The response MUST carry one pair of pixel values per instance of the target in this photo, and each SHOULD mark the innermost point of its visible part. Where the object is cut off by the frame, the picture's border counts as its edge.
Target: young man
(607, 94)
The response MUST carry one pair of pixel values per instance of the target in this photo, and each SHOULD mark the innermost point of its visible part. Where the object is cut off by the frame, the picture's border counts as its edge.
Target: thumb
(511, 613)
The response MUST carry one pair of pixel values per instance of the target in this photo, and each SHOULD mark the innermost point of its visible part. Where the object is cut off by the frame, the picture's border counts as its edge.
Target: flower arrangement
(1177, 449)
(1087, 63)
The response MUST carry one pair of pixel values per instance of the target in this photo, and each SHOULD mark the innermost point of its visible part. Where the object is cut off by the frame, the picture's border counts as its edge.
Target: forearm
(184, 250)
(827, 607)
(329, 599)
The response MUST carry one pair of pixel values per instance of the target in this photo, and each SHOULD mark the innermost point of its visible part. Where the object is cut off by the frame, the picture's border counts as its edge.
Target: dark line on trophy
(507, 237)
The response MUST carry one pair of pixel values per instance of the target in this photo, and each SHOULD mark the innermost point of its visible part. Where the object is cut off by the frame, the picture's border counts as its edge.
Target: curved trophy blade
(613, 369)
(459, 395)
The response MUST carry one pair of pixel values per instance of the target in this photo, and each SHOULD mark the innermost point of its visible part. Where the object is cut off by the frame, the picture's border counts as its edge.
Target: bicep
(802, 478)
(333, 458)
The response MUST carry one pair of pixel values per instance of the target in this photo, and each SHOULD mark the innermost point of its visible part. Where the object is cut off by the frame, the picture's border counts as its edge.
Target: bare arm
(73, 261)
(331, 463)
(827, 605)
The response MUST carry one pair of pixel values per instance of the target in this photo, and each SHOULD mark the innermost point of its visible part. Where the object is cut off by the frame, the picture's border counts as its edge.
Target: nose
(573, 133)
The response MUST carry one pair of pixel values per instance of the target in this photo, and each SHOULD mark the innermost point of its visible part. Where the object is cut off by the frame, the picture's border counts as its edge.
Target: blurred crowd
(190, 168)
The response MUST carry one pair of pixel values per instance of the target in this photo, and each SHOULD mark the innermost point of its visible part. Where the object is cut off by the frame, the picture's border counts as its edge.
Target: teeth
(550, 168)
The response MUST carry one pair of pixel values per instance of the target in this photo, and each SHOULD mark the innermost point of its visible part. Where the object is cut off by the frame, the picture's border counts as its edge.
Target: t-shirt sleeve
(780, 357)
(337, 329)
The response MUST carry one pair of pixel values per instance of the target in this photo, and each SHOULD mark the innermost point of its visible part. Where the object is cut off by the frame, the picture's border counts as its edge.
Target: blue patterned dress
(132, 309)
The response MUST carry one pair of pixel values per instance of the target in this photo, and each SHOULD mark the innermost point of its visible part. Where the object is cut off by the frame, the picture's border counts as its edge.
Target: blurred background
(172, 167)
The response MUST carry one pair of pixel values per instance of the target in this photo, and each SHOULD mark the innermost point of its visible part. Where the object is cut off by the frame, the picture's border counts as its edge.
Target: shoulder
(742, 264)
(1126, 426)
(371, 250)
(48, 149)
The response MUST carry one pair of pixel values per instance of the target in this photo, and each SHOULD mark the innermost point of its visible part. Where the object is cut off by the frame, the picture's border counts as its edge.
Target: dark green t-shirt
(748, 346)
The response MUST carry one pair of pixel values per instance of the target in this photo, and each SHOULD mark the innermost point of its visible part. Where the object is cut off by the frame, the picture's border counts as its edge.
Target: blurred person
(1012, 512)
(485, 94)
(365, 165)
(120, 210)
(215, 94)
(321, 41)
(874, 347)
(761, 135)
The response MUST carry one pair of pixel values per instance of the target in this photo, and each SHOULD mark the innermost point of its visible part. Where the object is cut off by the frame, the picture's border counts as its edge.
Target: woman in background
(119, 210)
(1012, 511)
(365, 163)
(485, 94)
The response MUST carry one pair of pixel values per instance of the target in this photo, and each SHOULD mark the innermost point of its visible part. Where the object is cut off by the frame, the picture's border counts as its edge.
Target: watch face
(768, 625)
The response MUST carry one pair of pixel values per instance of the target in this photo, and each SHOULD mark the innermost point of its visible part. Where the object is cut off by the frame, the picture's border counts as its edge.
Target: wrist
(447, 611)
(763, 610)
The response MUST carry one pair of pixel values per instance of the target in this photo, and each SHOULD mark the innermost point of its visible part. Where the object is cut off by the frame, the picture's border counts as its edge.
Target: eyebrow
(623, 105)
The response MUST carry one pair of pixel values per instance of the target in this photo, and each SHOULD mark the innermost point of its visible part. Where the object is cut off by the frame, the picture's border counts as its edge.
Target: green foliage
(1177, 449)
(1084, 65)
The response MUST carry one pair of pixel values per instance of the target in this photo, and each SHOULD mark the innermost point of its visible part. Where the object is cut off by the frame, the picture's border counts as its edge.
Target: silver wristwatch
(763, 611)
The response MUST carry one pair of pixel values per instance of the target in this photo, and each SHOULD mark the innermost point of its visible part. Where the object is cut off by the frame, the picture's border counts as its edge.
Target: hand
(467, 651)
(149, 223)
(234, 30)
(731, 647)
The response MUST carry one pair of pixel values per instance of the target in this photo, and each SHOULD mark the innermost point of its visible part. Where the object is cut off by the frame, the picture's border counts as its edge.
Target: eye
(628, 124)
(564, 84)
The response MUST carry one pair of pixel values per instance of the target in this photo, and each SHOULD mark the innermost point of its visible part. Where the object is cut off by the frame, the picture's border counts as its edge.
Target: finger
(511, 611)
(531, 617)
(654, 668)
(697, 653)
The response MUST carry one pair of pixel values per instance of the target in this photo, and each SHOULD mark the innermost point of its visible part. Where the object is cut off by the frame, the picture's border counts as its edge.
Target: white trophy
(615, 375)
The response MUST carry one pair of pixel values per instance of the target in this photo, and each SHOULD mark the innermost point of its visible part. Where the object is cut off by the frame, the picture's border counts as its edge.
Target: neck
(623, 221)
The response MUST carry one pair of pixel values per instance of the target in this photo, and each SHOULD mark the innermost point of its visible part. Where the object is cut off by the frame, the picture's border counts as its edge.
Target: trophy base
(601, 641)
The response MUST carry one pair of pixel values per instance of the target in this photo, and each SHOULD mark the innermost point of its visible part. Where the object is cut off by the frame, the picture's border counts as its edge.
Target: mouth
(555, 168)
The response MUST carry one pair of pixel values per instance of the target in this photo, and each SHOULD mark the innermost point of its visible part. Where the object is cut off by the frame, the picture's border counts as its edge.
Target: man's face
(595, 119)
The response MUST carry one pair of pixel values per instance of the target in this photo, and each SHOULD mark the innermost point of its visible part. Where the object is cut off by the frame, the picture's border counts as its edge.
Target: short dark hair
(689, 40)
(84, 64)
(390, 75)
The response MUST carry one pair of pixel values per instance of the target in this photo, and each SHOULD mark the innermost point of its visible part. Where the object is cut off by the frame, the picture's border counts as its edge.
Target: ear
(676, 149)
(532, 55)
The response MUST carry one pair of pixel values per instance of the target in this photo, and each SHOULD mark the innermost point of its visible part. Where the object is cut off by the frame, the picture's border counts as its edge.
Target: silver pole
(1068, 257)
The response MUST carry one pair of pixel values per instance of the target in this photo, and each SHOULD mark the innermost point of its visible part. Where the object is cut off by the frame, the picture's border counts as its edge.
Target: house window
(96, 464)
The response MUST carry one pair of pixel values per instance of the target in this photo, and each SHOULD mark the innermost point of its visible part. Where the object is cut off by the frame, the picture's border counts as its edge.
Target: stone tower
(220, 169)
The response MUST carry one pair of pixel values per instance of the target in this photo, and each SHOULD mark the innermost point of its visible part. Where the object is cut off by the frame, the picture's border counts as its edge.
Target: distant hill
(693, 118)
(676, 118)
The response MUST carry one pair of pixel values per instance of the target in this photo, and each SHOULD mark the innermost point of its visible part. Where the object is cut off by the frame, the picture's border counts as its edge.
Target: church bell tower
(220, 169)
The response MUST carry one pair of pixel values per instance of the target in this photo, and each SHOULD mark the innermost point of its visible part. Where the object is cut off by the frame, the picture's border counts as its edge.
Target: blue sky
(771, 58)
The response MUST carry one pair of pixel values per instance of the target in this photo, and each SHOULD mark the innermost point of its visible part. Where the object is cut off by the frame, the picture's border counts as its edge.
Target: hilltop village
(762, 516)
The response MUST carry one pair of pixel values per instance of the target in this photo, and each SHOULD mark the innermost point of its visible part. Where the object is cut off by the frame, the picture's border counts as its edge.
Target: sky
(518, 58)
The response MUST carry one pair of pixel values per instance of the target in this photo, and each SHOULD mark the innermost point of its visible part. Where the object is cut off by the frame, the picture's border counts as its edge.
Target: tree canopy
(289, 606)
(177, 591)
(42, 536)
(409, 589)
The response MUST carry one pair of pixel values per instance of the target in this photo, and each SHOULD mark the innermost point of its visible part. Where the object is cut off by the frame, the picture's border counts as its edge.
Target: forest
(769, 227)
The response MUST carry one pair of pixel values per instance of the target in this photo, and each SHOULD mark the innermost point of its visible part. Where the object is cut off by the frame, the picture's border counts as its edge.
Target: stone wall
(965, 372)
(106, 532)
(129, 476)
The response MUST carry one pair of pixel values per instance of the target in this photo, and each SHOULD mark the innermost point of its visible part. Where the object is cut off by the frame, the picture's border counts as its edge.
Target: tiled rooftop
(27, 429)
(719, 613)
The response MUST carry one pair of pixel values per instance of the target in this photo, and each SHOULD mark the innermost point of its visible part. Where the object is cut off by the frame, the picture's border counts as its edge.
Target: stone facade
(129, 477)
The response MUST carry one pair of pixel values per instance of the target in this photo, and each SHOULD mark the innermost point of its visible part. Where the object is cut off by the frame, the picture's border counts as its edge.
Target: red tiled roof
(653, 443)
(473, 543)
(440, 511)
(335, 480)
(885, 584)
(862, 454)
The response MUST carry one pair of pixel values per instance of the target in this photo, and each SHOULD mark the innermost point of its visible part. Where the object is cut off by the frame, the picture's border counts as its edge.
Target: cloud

WORK TASK — Only the lines from the one containing "Target: tiled rooftop" through the end of the records above belong in the output, each exactly as it stands, both ends included.

RESULT FOR THIS EXERCISE —
Target: tiled rooftop
(27, 429)
(719, 613)
The response MUST carry one pair of pixel values per instance of the target in this photo, and each SHOULD mark the innermost point of its visible part. Where the object is cut off by the frame, the picture's border counts as its edge.
Target: stone facade
(129, 477)
The response MUST carry one pair of pixel values per instance of the target in this photo, and each SHOULD mark the innermost point of its visible part. Where the object is cut off by the frame, the picture's border counts as its edge.
Target: red tiled roof
(653, 443)
(473, 543)
(440, 511)
(335, 480)
(885, 584)
(862, 454)
The response MUST carry one pair of pixel values per instance of the target in this photo, and each SHOULD mark the innermost point of its visible part. Where the object is cut off by the frame, the picture's border counts as its edge.
Target: cloud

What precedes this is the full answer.